■ SELECTED EXCERPT ■
▬▬▬▬▬▬▬▬▬▬

China is the world’s manufacturing superpower, but until recently there were three big things that Chinese companies couldn’t seem to make as well as Europe, Japan, Korea, or the U.S. Those things were computer chips, wide-body aircraft, and cars. Well, time to scratch the third item off the list. For decades China struggled in vain to break into the global car market. But in the last two years, that has changed in a big way. Since 2020, Chinese car exports have more than quadrupled:
China is now the world’s biggest auto exporter, having rapidly overtaken Germany and Japan.
A minor factor here is the Russia sanctions, which have caused Russia to start buying its cars from China. But the main reason is the massive shift in the global auto industry, from internal combustion cars to electrics.
Internal combustion engines are a complicated technology, with lots of tacit knowledge distributed across the workforces of big old companies like Volkswagen, Toyota, and GM. That’s the kind of technology that it’s notoriously difficult for Chinese companies to either copy or steal. Also, the global car market was crowded with established brands with established dealer networks, mindshare, etc.
Then came the big shift to EVs. Electric motors are a much simpler and more standardized technology than internal combustion engines. And because the technology was new, Chinese companies weren’t at a disadvantage versus foreign incumbents in terms of building up tacit knowledge about how to build EVs cheaply and well.
And China also owns the most important upstream inputs to EVs — most importantly, batteries, and the materials and components used to make batteries.
That means if you’re an automaker located in China, all the batteries are right there; it’s easy to secure as much supply as you want, and it’s quick and cheap to transport the batteries to the factory.
But there’s one more big factor that’s allowing China’s EV industry to leapfrog the world: scale. Because legacy automakers mostly make internal combustion cars, they can’t easily scale their EV businesses. China’s EV companies, starting from scratch, can pour all of their resources — their engineers, their land, their financial capital — into making EVs, which allows them to make EVs much more cheaply. And because fewer Chinese people had cars of any kind to start with, the domestic Chinese market was able to provide Chinese EV makers with a huge and almost guaranteed source of demand that allowed them to scale up quickly, reducing costs.
Thus it’s no surprise that Europe, which is working hard to switch its car fleet to EVs, has recently become a massive importer of automobiles from China. Soon that may cause one of the EU’s main sources of net exports to China to flip into a trade deficit:
This looks like a huge success for Chinese industrial policy, which has struggled in other industries, but which successfully used dominance of the battery supply chain and generous subsidies to position China for global dominance in autos. (Interestingly, the auto industry is generally believed to be the biggest success of Japan’s industrial policy back in the 70s and 80s, so it may be that autos are just one industry that’s very amenable to government support.)
Now, a couple caveats here. First, China’s massive expansion of automaking capacity has left many of its car companies unprofitable. The winners, like BYD, are now profitable, but their margins are still lower than traditional car companies. So I’d expect to see some consolidation and moderation of the industry’s growth.
Also, many of the EVs made in China are still made by foreign brands. Tesla has put a lot of its factories in China, and most of the EVs that Europe imports from China are either from Tesla or are European brands. China’s own domestic EV brands like BYD are still mostly competing by underselling the competition in developing markets; you don’t see many people in rich countries driving BYD cars. That could change, of course, but for now Chinese companies aren’t reaping all of the profits of the manufacturing they’re doing.

▬▬▬▬▬▬▬▬▬▬

■ PROVIDED MATERIAL ■
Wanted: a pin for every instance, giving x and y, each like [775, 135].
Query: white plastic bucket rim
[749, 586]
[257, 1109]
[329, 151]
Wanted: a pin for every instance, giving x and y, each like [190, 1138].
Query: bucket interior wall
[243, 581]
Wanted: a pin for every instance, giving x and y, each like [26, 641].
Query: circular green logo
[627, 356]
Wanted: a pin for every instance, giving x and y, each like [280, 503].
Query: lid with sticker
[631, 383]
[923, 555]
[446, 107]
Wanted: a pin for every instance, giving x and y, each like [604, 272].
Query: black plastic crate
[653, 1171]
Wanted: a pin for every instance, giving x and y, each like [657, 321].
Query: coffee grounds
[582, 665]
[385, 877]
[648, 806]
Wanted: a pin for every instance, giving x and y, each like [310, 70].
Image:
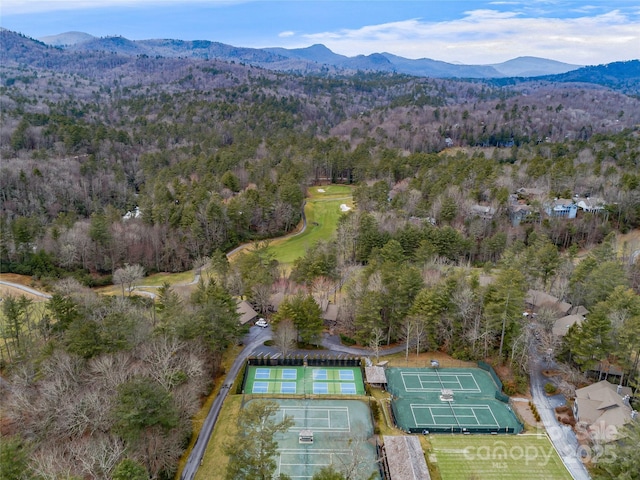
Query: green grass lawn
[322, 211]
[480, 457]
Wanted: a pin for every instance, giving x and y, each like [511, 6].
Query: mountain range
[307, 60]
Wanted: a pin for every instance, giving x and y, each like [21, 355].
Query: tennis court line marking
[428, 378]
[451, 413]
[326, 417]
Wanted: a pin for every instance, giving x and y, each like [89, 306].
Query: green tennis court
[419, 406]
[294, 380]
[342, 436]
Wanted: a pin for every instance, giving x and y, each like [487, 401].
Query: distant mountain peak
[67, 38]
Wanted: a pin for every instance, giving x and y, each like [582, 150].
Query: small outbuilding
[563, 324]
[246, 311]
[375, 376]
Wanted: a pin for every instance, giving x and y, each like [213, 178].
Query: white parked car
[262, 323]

▬▬▬▬▬▬▬▬▬▬

■ WHAT IS EXPECTED ■
Resume the piece on China's rise as a car exporter, picking up right after its last paragraph, which covers foreign brands making EVs in China.

■ EXPECTED ANSWER ■
Still, China’s rapid rise to dominance in auto exports — which, unless the legacy automakers and rich countries can get their acts together very quickly, will turn into dominance of car exports, period — is a marvel to behold. Once again, China’s ability to marshal and deploy vast resources has created something out of nothing almost overnight. Ultimately the whole world will benefit from the shift to EVs, but for now, it’s raking in huge export earnings for China and providing tons of jobs to a country that needs them very badly.
China is the world’s biggest contributor to climate change by far, largely due to it’s vast coal industry, which is still expanding. But China is also the biggest contributor to the solution to climate change — or at least, its technological component. By massively scaling up the deployment of solar and wind power, China has helped to drive down the cost of these technologies, via the magic of learning curves. That will ultimately make solar and wind cheaper than coal and gas for countries all across the world, which will make it economically worth their while to use renewables instead of fossil fuels even without taking climate impacts into account. Ultimately, this will be crucial in holding back climate change.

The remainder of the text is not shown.